> **Given instruction A**
Pick out every line in the records that contains the word "white" and copy it. Case counts.

================

Week 5 Lab: Time Series Exploratory Data Analysis (EDA)

This Lab Contributes to Course Objectives: 1, 2, 3, 4, 7, 8

Learning Objectives

Learning Objectives in R

  • Read in time series data
  • Work with dates in R
  • Download data via API

Learning Objectives in Tableau

  • Understand and use date functions
  • Create calculated fields using date functions
  • Visualize time series data
  • Create and interpret trend lines
  • Identify and visualize structural breaks
  • Use panes to visualize multiple time series

Download Lab Handout Here

Before you begin

  1. Create a new sub-folder called lab_05 under your arec_330 folder.
  • This is the folder where you will save all of the files we will download during this lab.
  1. Open a new R script and save it as lab_05_script.R.

  2. Add a description of the script as a comment.

  3. Set your working directory as arec_330/lab_05.

  4. Load (install if necessary) needed packages.

Time series with R

The overall objective of this lab is to acquaint you with time series data.

Time series data is widely used but lacks a standardized format. Importantly, dates and times are not inherently understood by machines—they are stored as numbers relative to a specific starting point (epoch).1

  • R Epoch: January 1, 1970
  • Excel Epoch: January 1, 1900

You can confirm this by running:

#epoch
as.numeric(as.Date("1970-01-01"))
[1] 0
#add one day to see how dates are tracked
as.numeric(as.Date("1970-01-02"))
[1] 1

Importing time series data

Importing time series data is similar to other types of data, but special attention is needed for date formatting.

We will use retail egg price data from the St. Louis FED (FRED).

You can download the data manually or import it directly via read_csv():

#Load necessary libraries
library(readr)
Warning: package 'readr' was built under R version 4.4.2
library(dplyr)
Warning: package 'dplyr' was built under R version 4.4.2

Attaching package: 'dplyr'
The following objects are masked from 'package:stats':

    filter, lag
The following objects are masked from 'package:base':

    intersect, setdiff, setequal, union
#Read in the data
egg_raw <- read_csv("https://csu-arec-330.github.io/materials/unit_01/inputs/APU0000708111.csv")
Rows: 517 Columns: 2
── Column specification ────────────────────────────────────────────────────────
Delimiter: ","
dbl  (1): APU0000708111
date (1): DATE

ℹ Use `spec()` to retrieve the full column specification for this data.
ℹ Specify the column types or set `show_col_types = FALSE` to quiet this message.

The read_csv() function will try to guess the data type. In this case, it correctly identifies the variable DATE as a date.

Review the data type of the variable directly by looking at the dataframe:

#Confirm that R read in the date field as a date
glimpse(egg_raw)
Rows: 517
Columns: 2
$ DATE          <date> 1980-01-01, 1980-02-01, 1980-03-01, 1980-04-01, 1980-05…
$ APU0000708111 <dbl> 0.879, 0.774, 0.812, 0.797, 0.737, 0.731, 0.776, 0.907, …

Handling dates in R

Sometimes, date fields are stored as text and need to be converted. In these cases, you need to give R some guidance.

To see this in practice, read in a modified version of the egg prices data.

================

> **Given instruction B**
In the time series lab, what date is given as the R epoch?

================

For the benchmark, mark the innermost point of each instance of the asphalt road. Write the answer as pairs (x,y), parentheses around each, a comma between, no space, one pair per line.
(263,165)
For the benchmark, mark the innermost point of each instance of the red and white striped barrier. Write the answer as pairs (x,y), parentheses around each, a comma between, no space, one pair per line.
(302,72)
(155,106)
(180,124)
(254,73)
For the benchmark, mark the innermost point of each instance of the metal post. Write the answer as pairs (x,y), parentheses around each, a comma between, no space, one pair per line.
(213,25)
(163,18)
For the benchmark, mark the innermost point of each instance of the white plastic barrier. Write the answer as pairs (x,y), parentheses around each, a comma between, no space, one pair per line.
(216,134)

================

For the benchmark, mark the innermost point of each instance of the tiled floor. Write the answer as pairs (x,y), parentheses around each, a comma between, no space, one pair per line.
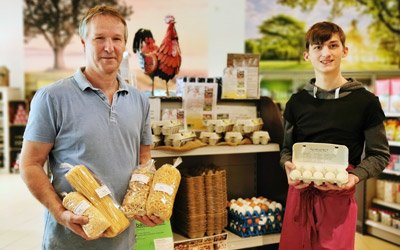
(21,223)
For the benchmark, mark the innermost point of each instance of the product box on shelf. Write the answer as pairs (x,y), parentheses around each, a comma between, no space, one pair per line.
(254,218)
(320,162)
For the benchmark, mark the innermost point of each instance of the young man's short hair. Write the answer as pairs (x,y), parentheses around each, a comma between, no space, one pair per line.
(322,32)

================

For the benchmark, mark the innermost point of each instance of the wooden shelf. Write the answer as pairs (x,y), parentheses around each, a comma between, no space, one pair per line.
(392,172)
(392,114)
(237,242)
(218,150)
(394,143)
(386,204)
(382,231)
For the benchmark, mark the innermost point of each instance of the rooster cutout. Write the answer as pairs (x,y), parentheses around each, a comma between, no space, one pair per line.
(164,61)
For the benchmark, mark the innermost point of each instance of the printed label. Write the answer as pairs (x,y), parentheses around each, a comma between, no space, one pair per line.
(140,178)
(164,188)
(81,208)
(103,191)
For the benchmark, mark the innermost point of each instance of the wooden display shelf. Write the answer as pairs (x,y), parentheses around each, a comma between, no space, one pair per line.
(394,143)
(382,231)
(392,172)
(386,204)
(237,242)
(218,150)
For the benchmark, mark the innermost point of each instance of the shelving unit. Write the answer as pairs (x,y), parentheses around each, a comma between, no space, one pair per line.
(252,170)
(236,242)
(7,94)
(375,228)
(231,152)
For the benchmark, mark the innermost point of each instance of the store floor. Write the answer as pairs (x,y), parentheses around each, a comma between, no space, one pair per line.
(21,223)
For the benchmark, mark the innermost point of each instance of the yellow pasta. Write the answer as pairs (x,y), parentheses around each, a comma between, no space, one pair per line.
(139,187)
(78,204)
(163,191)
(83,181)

================

> **Written solution A**
For the benchmark, mark the innermost point of each instance of the red and white striped barrier. Write the answer as pairs (x,y), parentheses around each, a comma between, no space, one pair per line.
For the benchmark, mark the innermost point of each instance of the white plastic barrier. Write the answer as pairs (x,y), parentheses around each, a comma between, no space, one pair per line.

> **Written solution B**
January 1, 1970